### STATED PROBLEM 1
Check whether each statement agrees with the resource management article, answering yes or no and quoting the deciding words of the article. (a) Resource management also monitors resource consumption and collects accounting information. (b) Resource controls are typically set by the application developer. (c) Without resource management, all workloads would be handled equally.
::: GIVEN TEXT
Virtualization @ Oracle (Part 5: Resource Management as Enabling Technology for Virtualization)
By uwes on Apr 24, 2012
After discussing Oracle VM and OS-Virtualization with Zones and Containers in the previous articles, we will cover some enabling technologies for virtualization in the next two articles and start with
Resource Management as Enabling Technology for Virtualization
Of course here we are talking about IT Resource Management as technology, but why is this important? In the first article of this series we have used a definition of virtualization:
"Virtualization, in computing, is the creation of a virtual (rather than actual) version of something, such as a hardware platform, operating system, a storage device or network resources."
Resources are the foundation that get virtualized by the different virtualization technologies. These are:
- Hardware like the CPU, memory or devices
- The network
- The Operating System
- The desktop
- A general software layer.
Resource management limits access to shared resources, but also monitors resource consumption and collects accounting information.
The management of these resources is important, because many consumers like VMs, zones, containers or virtual desktops are requesting resources. Consolidating different workloads on one system also means to combine workloads with different needs for throughput, response time, availability and service level agreements on one system.
But resources are always limited and they are shared among many virtualization environments on one IT system, therefore it is important to restrict access to specific shared resources, isolate resources from being used by certain workloads or at least limit shared resource consumption of workloads. With that, we can guarantee a service level for each virtualized environment or can influence their performance. Without resource management all workloads would be handled equally, based on their resource requests. The result could be that e.g. one VM consumes much memory during runtime and other VMs on the same system get blocked because an important memory request can no longer be served, because of no more available memory. Another example is how many resources (e.g. CPU) should be shown to or seen by a virtualized environment. This could be important for license or software behavior reasons.
So the goals of resource management related to zones, container or VM are:
- Prevent them from consuming resources unlimited
- Change a priority, based on external events
- Balance resource guarantees against the goal of maximizing system utilization
By using constraints we set bounds on the consumption of specific resources. With that we can control ill-behaved environments, that would otherwise compromise the performance of other environments, the whole system or might also have an effect to the availability through unregulated resource requests. Typically constraints are enforced through resource controls, which are set by the system administrator. Examples for resource controls can be e.g.:
- Used semaphore
- Number of open files
- Used virtual memory
- Number of processes
- Used network bandwidth
There are different ways to act by the system, if a specific bound has been reached.
::::::
### STATED PROBLEM 2
Please rewrite the part of the rows that opens with the line containing "Could you point to the dark grey" and closes with the final row, changing "banner overlay" to "caption bar" and keeping all else the same.
::: DATASET CONTENT
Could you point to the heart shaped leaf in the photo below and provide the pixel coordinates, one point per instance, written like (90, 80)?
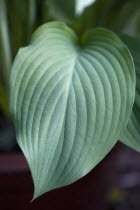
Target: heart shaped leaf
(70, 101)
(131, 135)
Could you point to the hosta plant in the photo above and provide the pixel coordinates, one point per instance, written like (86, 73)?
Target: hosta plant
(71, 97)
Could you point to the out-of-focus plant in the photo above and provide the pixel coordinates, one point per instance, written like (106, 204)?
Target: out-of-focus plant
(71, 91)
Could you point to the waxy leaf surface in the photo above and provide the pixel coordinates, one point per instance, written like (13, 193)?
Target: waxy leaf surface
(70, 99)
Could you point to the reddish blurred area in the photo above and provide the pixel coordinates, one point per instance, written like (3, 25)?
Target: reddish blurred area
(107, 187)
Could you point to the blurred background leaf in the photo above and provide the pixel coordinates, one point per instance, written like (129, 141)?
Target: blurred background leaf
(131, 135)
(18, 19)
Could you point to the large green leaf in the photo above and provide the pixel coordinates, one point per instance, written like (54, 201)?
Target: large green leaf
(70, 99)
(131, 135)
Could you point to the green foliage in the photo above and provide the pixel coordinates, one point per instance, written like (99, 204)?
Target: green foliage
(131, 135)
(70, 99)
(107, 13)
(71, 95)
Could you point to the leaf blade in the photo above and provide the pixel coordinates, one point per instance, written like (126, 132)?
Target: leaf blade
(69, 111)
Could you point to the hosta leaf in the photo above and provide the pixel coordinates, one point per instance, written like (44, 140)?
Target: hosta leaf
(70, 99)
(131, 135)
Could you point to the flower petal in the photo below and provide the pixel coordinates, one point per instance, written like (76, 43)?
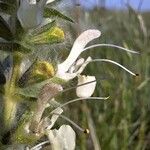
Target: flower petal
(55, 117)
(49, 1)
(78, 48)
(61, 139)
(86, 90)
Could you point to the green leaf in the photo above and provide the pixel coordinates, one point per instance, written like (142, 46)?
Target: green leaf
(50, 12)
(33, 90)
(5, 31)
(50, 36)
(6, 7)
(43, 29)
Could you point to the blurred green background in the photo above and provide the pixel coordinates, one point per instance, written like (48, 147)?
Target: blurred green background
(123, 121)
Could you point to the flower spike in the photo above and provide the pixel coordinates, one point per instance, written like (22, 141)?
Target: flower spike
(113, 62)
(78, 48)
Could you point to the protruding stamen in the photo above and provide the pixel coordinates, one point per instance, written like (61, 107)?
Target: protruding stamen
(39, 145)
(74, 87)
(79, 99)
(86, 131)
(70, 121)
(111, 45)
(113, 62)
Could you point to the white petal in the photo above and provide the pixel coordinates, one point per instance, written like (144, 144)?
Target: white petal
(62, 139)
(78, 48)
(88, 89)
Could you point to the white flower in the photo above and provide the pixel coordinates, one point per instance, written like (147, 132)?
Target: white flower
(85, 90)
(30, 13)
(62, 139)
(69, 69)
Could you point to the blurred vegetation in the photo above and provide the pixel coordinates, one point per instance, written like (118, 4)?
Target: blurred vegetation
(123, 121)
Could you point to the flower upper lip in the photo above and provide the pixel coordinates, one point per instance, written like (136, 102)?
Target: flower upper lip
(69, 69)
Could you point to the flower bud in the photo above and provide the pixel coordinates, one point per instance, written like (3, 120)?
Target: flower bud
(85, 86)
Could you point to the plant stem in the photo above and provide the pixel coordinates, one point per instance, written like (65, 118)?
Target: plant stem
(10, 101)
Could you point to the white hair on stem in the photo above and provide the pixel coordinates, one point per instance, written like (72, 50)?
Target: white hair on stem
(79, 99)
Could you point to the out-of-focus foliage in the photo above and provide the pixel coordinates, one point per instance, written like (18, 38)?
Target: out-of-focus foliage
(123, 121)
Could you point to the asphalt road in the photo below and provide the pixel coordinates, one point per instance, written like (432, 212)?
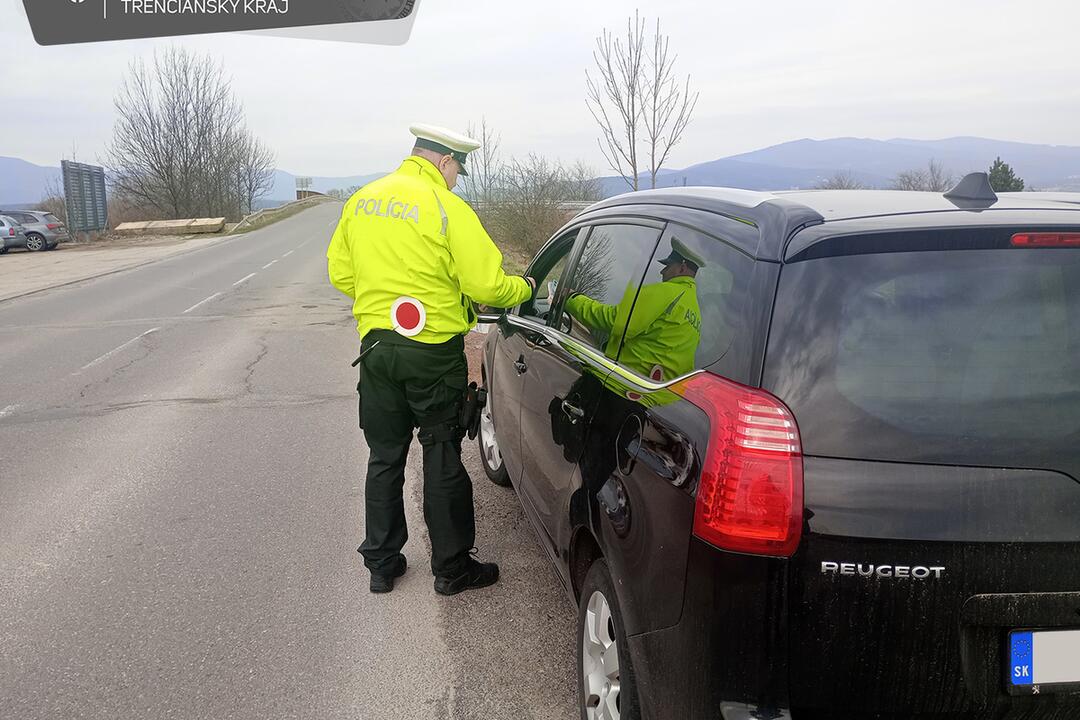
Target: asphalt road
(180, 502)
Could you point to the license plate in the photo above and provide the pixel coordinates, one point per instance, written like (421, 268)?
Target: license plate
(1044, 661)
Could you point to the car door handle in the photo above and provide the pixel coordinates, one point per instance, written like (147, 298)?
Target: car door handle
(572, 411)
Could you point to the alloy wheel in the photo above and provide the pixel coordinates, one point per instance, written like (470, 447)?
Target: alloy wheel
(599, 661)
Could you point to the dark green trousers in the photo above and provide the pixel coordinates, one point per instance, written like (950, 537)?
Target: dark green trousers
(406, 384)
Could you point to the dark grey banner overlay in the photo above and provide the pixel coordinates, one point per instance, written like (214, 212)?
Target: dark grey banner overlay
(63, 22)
::::::
### CORRECT OUTPUT 1
(a) Yes: "Resource management limits access to shared resources, but also monitors resource consumption and collects accounting information."
(b) No: "Typically constraints are enforced through resource controls, which are set by the system administrator."
(c) Yes: "Without resource management all workloads would be handled equally, based on their resource requests."

### CORRECT OUTPUT 2
Could you point to the dark grey caption bar in the photo above and provide the pixel coordinates, one point per instance, written like (214, 212)?
Target: dark grey caption bar
(63, 22)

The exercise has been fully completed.